Selected passage:
_____

Friday, December 29, 2023

Covid-19 Breaks the Traditional Banking Model

The article entitled Traditional Banking Model - Checking & Savings introduced the concept that savings accounts often have withdraw limits, such as the maximum number of certain kinds of transactions per month.  In fact, prior to the Covid-19 pandemic, the restriction of six withdraws per month from a savings account was actually mandated by US federal law.

Federal Law 12 CFR Part 204

As one would expect, there are sections in US federal law that regulate bank and bank accounts.  One such law, recorded in the Federal Register as 12 CFR Part 204, distinguishes between "transaction accounts" (i.e. checking accounts) and "savings deposits" (i.e. savings accounts, credit union share accounts, passbook savings accounts, statement savings account, money market accounts, etc.).  Parts 204.4 and 204.5 of that law are often referred to as "Regulation D".

Regulation D Prior to Covid-19

Prior to the Covid-19 pandemic, Regulation D placed a limit of six withdraws per month from savings deposits.  Banks had to enforce that regulation, but could do so in several different ways, including but not limited to the following:

  • Stopping or cancelling any attempted withdraws beyond six
  • Imposing a monetary penalty for each withdraw beyond six
  • Automatically downgrading the account to a transaction account instead of a savings deposit account if more that six withdraws occurred
Regulation D was actually aimed at the stability of the banking system.  Although consumers tended to view it as banks just trying to make money by imposing limits and fees, the reality is that it had more to do with regulating the amount of money that banks kept "in reserve" for various types of deposits.

Regulation D During Covid-19

The Covid-19 pandemic was starting to have world-wide affects in 2020.  People deemed non-essential were not allowed to go into physicals workspaces, and people were losing jobs in droves.  Most people are aware that the US government had started to issue stimulus checks and take other measures in order to maintain a viable economy during the pandemic.  Although it was overlooked by many, one or the more subtle measures was a change to Regulation D.

The government decided that the banking system was strong enough, and that it was more important to give people access to their money in a time of global crisis.  As such, the government changed Regulation D, effective April 24, 2020, to remove the six withdraw limit.  This change to Regulation D did not force banks to make changes to their systems to remove the restrictions.  Rather, it allowed banks to make changes to remove the restrictions.

Regulation D Going Forward

The government has indicated that it does not intended to re-instate the Regulation D six withdraw limit.  Some banks still enforce the limit, some banks have lessened the restrictions a bit, and some banks have fully removed the restrictions.

One of the reasons I really like SoFi Bank is because it has fully embraced the spirit of the changes to Schedule D.  From https://support.sofi.com/hc/en-us/articles/14242974933645-What-are-the-Checking-Savings-transfer-and-withdrawal-limits-

"At SoFi, we believe in better banking and helping you get your money right, which is why we have followed the Federal Reserve’s lead and allow for unlimited transfers and withdrawals from your SoFi Checking and Savings account."

I will get more into this more in a future post.  But, consider the impact of that statement.

_____

[Saved data entries]
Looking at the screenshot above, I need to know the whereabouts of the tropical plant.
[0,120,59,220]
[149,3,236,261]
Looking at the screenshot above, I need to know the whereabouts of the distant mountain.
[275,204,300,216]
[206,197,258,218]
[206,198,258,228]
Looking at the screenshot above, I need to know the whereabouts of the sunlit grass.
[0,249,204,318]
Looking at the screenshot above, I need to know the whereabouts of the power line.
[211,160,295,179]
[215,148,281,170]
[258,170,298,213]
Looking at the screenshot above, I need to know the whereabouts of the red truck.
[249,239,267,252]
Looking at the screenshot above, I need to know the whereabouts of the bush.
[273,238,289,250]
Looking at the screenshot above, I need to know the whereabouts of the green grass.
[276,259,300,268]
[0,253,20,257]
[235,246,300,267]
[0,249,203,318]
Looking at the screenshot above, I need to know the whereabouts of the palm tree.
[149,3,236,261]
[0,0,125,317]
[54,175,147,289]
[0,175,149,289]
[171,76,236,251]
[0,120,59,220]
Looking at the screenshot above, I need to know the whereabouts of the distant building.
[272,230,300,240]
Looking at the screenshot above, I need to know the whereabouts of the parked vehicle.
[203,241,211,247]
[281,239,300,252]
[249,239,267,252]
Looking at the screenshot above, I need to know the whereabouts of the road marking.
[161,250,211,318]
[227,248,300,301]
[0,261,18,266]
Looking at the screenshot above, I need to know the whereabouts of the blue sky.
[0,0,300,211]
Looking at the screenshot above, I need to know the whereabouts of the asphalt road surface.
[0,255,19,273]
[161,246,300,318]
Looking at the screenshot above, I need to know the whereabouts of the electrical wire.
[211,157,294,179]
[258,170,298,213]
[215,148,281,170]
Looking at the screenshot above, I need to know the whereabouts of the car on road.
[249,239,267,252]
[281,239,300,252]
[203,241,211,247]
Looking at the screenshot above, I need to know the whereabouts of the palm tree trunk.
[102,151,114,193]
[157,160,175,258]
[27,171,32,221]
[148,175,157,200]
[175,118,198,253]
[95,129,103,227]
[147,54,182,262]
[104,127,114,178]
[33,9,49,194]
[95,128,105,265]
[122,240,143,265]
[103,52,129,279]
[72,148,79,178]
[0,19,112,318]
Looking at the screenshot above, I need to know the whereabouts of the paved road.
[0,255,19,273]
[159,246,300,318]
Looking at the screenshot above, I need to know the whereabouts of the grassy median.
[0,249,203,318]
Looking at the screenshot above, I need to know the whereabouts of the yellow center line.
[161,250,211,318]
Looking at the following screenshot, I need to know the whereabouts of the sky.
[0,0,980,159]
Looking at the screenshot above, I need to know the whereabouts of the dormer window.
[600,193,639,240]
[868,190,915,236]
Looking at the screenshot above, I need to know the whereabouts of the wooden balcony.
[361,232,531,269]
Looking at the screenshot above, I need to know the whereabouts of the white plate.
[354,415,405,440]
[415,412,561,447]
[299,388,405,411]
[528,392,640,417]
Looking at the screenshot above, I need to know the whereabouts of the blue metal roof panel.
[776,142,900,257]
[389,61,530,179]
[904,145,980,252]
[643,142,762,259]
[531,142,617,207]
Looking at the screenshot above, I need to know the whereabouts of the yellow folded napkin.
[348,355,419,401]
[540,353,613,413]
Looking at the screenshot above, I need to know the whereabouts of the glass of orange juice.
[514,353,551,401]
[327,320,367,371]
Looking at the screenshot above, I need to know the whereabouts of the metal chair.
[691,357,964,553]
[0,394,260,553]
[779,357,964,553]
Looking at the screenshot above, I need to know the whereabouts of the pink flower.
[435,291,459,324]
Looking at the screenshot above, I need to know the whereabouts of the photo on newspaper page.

_____

Questions on the material:
1. According to the Regulation D post, on what date did the change removing the six-withdrawal limit take effect?
2. Continue the Regulation D post, picking up after its final sentence.

Answers per task:
1. April 24, 2020.

2.
If your bank has removed the savings deposit withdraw restrictions, they have essentially broken the Traditional Banking Model because you can now make payments out of your savings account, earning interest on bill payments up to the day the money is removed from the savings account.



Thursday, December 28, 2023

Traditional Banking Model - Checking & Savings

Most people that have ever paid a bill or set money aside for future use are familiar with the traditional banking model. This model is conceptually very simple:
  • Wages are deposited into the checking account
  • Spending money (cash) is withdrawn from the checking account
  • Bills are paid from the checking account using variety of techniques
    • Checks
    • Debit Card Transactions
    • Electronic Bill Payments, sometimes referred to as ACH (Automated Clearing House)
  • Extra money might be left in the checking account to pay future bills, or transferred to a savings account for future "rainy days" or major purchases



Basically, in this model, the checking account is intended for everyday spending, and the savings account is intended to squirrel money away for the future.  In fact, this intended behavior drives the way the bank treats the accounts.  Because, after all, the bank is in the business of making money using your money.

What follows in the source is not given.